> _RECORDS FOR THIS EXERCISE_
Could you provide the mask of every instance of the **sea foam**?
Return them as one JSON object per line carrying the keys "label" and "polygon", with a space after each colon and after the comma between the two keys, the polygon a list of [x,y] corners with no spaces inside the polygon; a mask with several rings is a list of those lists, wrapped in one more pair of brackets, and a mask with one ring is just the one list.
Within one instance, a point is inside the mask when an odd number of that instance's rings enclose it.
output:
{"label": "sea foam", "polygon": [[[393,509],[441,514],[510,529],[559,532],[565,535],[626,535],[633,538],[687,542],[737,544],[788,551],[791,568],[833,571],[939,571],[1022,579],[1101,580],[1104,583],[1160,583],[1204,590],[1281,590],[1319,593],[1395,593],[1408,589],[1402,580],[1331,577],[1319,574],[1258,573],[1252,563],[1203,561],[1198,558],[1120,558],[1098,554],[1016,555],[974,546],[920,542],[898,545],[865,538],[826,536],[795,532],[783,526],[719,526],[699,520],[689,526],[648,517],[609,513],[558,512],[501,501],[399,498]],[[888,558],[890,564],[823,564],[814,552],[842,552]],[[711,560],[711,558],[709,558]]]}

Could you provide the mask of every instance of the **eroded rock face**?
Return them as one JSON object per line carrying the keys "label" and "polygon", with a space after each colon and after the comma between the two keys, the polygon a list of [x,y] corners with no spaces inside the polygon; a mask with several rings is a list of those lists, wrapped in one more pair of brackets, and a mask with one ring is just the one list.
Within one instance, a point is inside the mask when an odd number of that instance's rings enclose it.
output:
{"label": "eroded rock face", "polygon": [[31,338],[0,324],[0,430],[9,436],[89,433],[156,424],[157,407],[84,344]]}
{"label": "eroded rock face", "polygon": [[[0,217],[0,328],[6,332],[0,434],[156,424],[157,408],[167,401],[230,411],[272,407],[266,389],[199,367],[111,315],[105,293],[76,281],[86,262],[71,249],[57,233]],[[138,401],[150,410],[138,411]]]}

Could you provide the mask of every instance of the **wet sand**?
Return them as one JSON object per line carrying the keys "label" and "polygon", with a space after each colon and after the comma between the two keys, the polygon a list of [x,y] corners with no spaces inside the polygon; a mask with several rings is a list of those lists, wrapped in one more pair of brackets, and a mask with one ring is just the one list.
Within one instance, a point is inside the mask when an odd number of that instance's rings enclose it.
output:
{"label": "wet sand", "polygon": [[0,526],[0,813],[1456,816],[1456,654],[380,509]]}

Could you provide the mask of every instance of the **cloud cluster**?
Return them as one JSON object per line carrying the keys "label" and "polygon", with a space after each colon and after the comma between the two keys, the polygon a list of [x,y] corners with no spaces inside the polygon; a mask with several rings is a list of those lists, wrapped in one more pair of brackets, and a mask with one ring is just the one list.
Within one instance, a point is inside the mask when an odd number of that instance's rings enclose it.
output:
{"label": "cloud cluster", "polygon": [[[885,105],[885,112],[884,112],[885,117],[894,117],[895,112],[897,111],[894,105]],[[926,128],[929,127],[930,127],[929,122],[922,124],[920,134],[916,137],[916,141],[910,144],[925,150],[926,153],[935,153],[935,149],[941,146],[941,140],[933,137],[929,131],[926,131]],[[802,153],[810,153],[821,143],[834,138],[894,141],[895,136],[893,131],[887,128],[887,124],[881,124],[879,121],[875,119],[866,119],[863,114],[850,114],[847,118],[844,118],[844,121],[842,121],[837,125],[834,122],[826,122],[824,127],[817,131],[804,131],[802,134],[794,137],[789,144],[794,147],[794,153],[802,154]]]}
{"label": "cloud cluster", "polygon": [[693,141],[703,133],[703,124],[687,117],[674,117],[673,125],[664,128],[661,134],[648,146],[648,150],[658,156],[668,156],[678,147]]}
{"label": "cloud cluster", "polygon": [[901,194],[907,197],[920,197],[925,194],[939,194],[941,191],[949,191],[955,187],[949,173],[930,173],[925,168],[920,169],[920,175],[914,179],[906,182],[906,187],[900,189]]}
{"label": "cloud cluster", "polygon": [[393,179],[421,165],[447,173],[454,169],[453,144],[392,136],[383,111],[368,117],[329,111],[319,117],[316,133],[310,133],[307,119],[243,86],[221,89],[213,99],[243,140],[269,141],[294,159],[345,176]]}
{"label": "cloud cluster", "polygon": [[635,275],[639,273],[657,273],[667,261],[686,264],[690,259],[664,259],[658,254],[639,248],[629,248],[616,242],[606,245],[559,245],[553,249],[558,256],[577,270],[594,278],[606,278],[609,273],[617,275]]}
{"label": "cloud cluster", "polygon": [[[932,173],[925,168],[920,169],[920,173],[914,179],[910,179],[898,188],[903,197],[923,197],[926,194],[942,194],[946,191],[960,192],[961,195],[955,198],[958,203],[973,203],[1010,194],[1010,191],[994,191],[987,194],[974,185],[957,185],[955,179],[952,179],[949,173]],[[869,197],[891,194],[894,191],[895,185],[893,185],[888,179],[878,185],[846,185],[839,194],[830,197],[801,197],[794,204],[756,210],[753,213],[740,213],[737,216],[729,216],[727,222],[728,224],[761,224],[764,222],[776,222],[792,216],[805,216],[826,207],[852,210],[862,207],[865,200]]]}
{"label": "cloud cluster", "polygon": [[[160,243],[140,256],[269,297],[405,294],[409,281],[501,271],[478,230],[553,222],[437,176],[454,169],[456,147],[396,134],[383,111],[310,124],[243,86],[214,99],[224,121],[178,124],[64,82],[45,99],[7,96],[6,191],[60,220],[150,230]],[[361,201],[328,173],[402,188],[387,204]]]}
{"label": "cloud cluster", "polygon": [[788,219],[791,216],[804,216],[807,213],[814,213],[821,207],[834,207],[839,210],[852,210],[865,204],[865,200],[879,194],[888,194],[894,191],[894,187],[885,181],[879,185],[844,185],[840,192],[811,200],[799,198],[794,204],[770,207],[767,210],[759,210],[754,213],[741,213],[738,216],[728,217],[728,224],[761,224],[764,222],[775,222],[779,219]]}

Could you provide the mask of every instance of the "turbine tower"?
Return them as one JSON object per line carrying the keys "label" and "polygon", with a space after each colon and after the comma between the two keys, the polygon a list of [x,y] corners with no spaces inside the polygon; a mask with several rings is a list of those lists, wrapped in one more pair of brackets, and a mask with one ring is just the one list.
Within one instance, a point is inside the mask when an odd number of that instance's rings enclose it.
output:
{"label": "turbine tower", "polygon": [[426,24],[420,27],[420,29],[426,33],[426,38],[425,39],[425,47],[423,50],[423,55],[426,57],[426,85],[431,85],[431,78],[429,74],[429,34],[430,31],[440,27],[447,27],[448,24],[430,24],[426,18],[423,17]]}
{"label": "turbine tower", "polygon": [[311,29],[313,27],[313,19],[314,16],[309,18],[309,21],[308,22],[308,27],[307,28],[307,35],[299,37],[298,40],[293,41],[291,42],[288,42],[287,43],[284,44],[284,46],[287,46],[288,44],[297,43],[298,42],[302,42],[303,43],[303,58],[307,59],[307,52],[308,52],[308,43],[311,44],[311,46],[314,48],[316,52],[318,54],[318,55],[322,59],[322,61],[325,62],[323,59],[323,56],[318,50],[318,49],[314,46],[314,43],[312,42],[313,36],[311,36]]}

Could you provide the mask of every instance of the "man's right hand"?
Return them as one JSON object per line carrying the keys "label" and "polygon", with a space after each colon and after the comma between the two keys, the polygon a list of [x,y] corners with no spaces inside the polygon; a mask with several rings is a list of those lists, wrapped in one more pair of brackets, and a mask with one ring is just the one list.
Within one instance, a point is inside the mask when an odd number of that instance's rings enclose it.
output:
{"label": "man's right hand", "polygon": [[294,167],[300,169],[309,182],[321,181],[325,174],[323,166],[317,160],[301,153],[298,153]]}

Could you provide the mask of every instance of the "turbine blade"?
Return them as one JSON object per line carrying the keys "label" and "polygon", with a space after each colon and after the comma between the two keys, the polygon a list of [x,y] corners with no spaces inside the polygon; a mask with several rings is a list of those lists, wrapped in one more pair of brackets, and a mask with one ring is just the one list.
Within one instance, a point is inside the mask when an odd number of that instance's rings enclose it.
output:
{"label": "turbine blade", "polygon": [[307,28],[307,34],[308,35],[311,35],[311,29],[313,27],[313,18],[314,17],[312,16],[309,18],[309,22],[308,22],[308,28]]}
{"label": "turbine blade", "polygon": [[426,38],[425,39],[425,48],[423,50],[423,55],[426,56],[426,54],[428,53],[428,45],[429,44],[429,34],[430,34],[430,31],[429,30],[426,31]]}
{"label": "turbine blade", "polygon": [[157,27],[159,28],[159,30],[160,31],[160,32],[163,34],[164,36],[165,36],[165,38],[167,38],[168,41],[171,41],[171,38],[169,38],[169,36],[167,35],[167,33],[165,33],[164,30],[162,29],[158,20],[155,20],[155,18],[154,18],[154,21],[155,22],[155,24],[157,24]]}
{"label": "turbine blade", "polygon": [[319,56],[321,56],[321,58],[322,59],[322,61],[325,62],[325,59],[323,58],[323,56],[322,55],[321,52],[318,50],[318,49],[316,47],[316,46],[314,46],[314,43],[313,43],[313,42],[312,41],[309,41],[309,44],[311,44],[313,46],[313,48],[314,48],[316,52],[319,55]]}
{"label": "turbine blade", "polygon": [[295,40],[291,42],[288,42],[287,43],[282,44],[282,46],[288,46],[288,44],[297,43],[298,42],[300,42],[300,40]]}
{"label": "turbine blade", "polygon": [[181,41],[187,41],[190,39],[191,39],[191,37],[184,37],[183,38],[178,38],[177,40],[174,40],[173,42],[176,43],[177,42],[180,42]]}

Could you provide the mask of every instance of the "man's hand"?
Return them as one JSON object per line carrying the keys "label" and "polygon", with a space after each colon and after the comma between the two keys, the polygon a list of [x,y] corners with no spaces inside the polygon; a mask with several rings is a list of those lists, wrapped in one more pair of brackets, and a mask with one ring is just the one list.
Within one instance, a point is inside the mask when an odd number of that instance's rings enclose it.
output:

> _DIRECTIONS FOR THIS TASK_
Pull out every line of the material above that contains the string "face", matching case exactly.

> _EXERCISE SOLUTION_
Could you provide the mask of every instance of the **eroded rock face**?
{"label": "eroded rock face", "polygon": [[31,338],[0,324],[0,430],[9,436],[89,433],[156,424],[157,407],[84,344]]}
{"label": "eroded rock face", "polygon": [[[0,217],[0,328],[6,332],[0,434],[156,424],[157,408],[167,401],[230,411],[272,407],[266,389],[199,367],[111,315],[105,293],[76,281],[86,262],[71,249],[57,233]],[[138,401],[150,410],[138,411]]]}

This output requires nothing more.